---------- SELECTED EXTRACT ----------

Wally Gropius

By Tim Hensley (Fantagraphics Books)

ISBN: 978-1-60699-355-2
Comics are the most subversive means of communication yet devised. If you’re a creator at the top of your game with no editorial restrictions you can depict and say one thing, in a manner that even the primmest censor would approve of and adore, whilst surreptitiously advocating the most unsavoury, improper and civilisation-threatening dogma. In comics there are no “tells” to give the game away and the manner in which an author writes and draws can actually enhance the propaganda or outright lies…

Have you met young Tim Hensley?

A musician, cartoonist and second-generation comics fan, Hensley’s graphic work has popped up all over the alternative scene in such magazines as Kramer’s Ergot and Fantagraphics’ sublime anthology Mome, from where the intensely sly, brash, revolutionary and mind-bendingly beguiling Wally Gropius has emerged to challenge our every precept of Capitalist culture. This book collects those Mome moments and also includes – at no extra charge – new and revised material.

This colossal 64 page hardback – 10″x 12.5″; marvellously reminiscent of the earliest English-language Tintin albums – is illustrated in a starkly jolly, primary-coloured pastiche of Baby-Boomer kids comics – and not just the obvious and overt  Richie Rich and Archie Andrews trappings, but with a tip of the pen to lost classics of a once ubiquitous, now nearly-forgotten 1960s graphic style that ranged from Mort (Spider, Beetle Bailey) Walker and John Stanley, to the animated creations of Jay Ward and those unnamed geniuses who drew such Dell/Gold Key classics as The Little Monsters and Thirteen Going on Eighteen.

Wally Gropius is barbed and edgy teen satire: the wealthiest teenager on Earth, scion of a petrochemical dynasty, he can have anything he wants. He sings in his band The Dropouts and doesn’t have a care in the world – until his father orders him to marry “the saddest girl on Earth.” With every girl in range tearfully throwing herself at him, Wally suddenly notices the stand-offish and highly hard-to-get Jillian Banks…

Wally Gropius is a devastating, vicious and subversive satirical assault on the modern bastions of Commercialism, Celebrity, and Casual Power. Wally tries everything money can buy to win Jillian, but there’s something he’s blithely unaware of…

Wally Gropius is madcap, screwball and incredibly surreal comedy, with many hidden and time-delayed laugh-traps cunningly concealed for later effect by a keen observer with a disturbingly-honed intellect and a laudable absence of taste. Take note: Money isn’t Everything and Subtext über Alles

Wally Gropius is Even Cleverer Than It Thinks It Is. Invest in it now and enjoy a thoroughly mature modern masterclass in mercantile mockery and morbidly Infantile Analysis.

© 2010 Tim Hensley. All rights reserved.

Vatican Hustle

By Greg Houston (NBM)
ISBN: 978-1-56163-571-9

The zeitgeist of the moment seems to be nostalgia, and especially a post-modern re-examination of some of our most unfortunate cultural milestones, but at least the graphic novels that are coming out of these historic plunderings are varied and readable if not universally palatable…

Another sparkling example of the phenomenon is the potentially controversial little gem under review here from cartoonist, caricaturist, designer, educator, actor and big fan of old movies Greg Houston.

----------

◆ **WHAT IS EXPECTED**
Write out the comics reviews word for word, from "Wally Gropius is madcap, screwball" up to and including "Greg Houston (NBM)".

---------- RECORDS ----------

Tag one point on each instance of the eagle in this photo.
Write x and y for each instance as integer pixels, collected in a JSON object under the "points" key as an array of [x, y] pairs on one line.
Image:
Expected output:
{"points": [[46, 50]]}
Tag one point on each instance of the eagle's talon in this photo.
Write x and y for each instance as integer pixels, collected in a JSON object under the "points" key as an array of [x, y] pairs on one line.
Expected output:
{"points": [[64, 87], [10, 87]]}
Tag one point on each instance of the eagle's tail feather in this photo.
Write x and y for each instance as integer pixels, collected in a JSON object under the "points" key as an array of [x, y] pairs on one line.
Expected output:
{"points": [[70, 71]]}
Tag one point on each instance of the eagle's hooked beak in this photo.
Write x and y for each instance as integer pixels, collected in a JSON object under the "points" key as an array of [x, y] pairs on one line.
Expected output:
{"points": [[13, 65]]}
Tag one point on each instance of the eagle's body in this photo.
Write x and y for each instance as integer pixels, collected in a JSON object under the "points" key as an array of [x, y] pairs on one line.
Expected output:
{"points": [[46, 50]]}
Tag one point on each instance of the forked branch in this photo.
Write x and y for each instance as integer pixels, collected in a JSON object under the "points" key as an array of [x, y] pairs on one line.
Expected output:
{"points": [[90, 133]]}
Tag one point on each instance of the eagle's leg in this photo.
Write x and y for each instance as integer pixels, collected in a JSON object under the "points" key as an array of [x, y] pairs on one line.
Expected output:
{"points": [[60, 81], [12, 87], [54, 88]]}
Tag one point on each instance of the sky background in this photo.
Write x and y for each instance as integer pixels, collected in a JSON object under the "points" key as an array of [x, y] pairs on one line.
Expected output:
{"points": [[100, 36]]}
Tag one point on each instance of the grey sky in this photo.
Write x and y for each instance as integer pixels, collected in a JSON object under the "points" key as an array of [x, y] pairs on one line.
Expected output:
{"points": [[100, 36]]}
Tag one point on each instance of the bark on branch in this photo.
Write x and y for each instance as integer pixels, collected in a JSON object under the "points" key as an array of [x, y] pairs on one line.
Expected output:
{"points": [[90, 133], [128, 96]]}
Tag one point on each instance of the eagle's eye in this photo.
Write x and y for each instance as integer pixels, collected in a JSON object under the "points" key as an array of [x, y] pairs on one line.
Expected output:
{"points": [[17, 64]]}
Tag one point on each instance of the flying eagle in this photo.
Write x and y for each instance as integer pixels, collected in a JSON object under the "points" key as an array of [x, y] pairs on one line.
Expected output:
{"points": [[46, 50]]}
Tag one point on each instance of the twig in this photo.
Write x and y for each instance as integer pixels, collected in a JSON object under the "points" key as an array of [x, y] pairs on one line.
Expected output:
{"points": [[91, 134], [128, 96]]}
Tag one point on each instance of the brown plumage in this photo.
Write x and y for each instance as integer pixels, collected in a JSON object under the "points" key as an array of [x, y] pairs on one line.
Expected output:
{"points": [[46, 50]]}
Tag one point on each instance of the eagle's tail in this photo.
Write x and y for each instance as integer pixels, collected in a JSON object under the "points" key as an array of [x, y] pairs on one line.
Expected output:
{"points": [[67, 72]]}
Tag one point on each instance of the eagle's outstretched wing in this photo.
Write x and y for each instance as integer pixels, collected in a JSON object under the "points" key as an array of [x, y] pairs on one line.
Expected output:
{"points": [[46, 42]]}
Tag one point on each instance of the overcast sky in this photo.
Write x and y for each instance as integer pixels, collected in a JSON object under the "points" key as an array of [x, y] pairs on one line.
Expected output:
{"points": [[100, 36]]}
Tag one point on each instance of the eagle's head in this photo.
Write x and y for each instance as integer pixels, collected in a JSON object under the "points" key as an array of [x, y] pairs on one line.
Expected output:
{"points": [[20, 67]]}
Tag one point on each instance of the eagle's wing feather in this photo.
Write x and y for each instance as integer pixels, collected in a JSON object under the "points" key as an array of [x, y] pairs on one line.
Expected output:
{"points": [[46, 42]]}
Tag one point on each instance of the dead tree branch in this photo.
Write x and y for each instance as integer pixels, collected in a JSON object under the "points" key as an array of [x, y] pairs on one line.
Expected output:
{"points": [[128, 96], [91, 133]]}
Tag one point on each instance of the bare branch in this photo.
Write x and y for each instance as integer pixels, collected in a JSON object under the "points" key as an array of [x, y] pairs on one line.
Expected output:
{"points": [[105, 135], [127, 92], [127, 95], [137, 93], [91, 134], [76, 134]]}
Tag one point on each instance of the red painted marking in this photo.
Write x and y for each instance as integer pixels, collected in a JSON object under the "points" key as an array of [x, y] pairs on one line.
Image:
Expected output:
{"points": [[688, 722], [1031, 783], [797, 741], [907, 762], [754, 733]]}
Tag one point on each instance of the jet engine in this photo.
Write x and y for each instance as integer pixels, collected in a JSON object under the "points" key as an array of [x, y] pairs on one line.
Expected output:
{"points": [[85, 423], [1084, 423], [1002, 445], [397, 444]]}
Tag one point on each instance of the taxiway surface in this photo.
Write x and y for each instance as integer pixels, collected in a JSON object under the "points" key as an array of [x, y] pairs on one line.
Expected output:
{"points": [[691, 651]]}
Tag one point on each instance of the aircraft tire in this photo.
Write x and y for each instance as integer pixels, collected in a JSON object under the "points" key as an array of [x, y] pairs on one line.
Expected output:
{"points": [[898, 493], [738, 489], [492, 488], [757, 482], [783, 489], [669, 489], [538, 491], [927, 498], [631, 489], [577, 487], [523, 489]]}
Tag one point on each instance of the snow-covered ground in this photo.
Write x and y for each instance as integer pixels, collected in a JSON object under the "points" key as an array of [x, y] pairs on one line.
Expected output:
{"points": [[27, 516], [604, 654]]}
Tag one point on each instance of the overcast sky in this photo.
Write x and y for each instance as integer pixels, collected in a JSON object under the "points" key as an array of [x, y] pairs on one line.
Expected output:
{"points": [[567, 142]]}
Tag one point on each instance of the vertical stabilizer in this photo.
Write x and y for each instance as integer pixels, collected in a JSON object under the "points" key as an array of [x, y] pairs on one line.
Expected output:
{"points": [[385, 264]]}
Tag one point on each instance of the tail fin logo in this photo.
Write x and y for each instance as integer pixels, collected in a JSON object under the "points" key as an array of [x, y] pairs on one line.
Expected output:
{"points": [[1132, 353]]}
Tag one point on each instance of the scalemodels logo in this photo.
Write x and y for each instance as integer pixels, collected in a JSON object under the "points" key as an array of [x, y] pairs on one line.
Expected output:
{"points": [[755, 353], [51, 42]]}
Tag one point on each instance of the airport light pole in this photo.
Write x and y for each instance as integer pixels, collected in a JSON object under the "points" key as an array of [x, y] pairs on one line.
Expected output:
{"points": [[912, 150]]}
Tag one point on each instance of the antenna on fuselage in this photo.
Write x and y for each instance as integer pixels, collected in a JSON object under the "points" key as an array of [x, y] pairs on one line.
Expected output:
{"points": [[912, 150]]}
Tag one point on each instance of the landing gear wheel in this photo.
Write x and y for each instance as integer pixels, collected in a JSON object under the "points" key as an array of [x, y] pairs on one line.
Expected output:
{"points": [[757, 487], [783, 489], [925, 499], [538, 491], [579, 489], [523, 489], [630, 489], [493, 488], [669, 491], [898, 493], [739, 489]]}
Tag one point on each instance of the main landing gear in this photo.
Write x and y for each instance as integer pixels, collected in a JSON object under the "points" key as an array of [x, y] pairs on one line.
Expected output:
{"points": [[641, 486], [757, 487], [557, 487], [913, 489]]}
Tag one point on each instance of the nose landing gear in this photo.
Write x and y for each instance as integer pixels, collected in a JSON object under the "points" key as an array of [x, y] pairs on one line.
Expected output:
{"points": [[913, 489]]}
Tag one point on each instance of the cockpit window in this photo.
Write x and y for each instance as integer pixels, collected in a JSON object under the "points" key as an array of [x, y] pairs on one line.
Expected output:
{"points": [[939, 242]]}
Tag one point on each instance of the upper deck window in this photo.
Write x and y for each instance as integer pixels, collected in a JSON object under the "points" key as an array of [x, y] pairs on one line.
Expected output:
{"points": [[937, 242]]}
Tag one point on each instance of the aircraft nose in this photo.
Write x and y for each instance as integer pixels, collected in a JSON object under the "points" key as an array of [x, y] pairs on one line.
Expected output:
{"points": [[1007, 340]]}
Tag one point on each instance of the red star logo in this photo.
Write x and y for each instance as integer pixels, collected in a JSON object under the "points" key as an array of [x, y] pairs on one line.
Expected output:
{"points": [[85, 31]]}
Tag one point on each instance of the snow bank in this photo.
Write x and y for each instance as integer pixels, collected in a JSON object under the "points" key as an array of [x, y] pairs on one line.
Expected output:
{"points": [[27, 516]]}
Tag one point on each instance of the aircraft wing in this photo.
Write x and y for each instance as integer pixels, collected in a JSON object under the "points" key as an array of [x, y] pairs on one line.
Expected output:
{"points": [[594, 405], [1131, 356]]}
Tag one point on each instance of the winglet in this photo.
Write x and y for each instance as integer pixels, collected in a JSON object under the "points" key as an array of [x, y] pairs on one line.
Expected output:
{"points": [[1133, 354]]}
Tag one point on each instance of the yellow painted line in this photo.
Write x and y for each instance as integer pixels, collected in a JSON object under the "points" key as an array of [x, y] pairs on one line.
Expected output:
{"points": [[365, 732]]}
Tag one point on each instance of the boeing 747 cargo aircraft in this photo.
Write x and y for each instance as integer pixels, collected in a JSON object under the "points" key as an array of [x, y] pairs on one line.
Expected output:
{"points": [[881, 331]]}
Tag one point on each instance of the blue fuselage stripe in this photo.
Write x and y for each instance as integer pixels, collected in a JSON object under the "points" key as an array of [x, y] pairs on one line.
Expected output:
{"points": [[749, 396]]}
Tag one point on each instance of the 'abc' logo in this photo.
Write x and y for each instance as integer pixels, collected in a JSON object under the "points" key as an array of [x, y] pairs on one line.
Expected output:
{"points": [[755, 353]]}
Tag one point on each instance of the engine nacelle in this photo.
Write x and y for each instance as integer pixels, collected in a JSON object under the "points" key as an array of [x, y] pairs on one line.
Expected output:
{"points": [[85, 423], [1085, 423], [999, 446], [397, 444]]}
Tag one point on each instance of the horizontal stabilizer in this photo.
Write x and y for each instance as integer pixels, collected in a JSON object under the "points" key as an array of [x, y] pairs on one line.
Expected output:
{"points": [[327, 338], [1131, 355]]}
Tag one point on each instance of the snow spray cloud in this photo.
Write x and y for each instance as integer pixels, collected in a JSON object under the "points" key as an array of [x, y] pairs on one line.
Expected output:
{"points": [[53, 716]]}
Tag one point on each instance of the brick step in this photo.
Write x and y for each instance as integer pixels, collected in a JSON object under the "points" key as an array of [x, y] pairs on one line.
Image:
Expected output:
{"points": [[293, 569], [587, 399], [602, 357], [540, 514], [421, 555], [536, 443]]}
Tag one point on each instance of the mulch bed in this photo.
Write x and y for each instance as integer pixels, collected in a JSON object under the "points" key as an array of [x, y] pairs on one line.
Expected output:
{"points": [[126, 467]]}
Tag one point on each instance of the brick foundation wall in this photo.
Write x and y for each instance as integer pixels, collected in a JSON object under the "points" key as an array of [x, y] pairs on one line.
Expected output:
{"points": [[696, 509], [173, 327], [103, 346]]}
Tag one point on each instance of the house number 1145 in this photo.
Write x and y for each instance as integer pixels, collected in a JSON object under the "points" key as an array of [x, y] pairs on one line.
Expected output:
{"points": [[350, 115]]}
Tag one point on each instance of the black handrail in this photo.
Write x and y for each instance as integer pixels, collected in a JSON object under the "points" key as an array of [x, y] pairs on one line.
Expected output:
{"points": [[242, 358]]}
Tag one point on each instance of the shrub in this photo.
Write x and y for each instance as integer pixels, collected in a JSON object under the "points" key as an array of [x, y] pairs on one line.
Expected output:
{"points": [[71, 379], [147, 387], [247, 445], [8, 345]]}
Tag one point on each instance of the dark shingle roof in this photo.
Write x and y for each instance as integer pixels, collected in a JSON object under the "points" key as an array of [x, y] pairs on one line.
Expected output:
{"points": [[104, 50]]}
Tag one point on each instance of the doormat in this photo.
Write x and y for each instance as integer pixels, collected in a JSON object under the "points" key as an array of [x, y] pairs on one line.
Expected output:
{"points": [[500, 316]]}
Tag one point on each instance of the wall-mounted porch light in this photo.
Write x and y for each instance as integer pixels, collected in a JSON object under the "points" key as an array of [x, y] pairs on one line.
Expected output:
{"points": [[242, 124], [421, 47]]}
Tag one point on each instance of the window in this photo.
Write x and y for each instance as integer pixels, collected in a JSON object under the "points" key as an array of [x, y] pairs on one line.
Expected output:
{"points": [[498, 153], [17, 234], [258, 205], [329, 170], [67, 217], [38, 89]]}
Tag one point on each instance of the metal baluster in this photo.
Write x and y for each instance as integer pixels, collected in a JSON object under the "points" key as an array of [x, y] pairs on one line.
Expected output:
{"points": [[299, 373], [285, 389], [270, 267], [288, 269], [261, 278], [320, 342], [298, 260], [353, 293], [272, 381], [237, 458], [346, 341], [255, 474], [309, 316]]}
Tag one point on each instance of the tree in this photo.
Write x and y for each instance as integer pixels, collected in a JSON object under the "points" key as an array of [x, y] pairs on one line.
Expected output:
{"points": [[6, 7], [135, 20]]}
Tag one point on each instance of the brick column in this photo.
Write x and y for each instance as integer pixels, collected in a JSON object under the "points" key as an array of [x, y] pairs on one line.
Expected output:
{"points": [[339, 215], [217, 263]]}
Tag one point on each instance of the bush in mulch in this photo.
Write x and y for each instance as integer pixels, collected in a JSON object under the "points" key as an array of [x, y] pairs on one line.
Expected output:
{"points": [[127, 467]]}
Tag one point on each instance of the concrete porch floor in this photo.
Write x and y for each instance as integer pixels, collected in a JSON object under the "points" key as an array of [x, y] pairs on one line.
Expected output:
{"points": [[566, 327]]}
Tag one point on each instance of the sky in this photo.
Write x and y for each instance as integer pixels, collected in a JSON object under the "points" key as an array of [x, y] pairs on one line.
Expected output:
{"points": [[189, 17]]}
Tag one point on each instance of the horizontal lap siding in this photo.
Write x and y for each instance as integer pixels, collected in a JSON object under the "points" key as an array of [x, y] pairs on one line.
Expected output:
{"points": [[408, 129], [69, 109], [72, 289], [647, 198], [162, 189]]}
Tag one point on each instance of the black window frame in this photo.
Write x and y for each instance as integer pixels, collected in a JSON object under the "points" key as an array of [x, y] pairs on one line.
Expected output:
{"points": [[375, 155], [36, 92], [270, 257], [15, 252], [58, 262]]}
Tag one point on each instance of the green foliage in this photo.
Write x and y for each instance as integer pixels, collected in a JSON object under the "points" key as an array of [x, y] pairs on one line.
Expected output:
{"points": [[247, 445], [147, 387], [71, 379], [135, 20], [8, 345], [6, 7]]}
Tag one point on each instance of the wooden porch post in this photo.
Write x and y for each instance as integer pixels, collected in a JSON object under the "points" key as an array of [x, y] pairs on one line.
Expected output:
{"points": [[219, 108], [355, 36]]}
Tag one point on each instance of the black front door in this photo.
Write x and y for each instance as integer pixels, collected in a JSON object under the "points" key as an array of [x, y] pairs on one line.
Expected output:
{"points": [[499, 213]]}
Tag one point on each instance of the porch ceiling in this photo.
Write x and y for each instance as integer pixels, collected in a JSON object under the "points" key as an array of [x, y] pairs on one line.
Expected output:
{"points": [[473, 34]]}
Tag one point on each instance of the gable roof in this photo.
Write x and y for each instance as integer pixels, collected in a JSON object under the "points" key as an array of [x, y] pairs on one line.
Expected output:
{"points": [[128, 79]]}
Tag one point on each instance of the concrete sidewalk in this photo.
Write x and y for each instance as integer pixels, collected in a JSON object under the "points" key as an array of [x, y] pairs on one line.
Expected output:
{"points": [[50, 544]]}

----------

◆ **FINAL ANSWER**
Wally Gropius is madcap, screwball and incredibly surreal comedy, with many hidden and time-delayed laugh-traps cunningly concealed for later effect by a keen observer with a disturbingly-honed intellect and a laudable absence of taste. Take note: Money isn’t Everything and Subtext über Alles

Wally Gropius is Even Cleverer Than It Thinks It Is. Invest in it now and enjoy a thoroughly mature modern masterclass in mercantile mockery and morbidly Infantile Analysis.

© 2010 Tim Hensley. All rights reserved.

Vatican Hustle

By Greg Houston (NBM)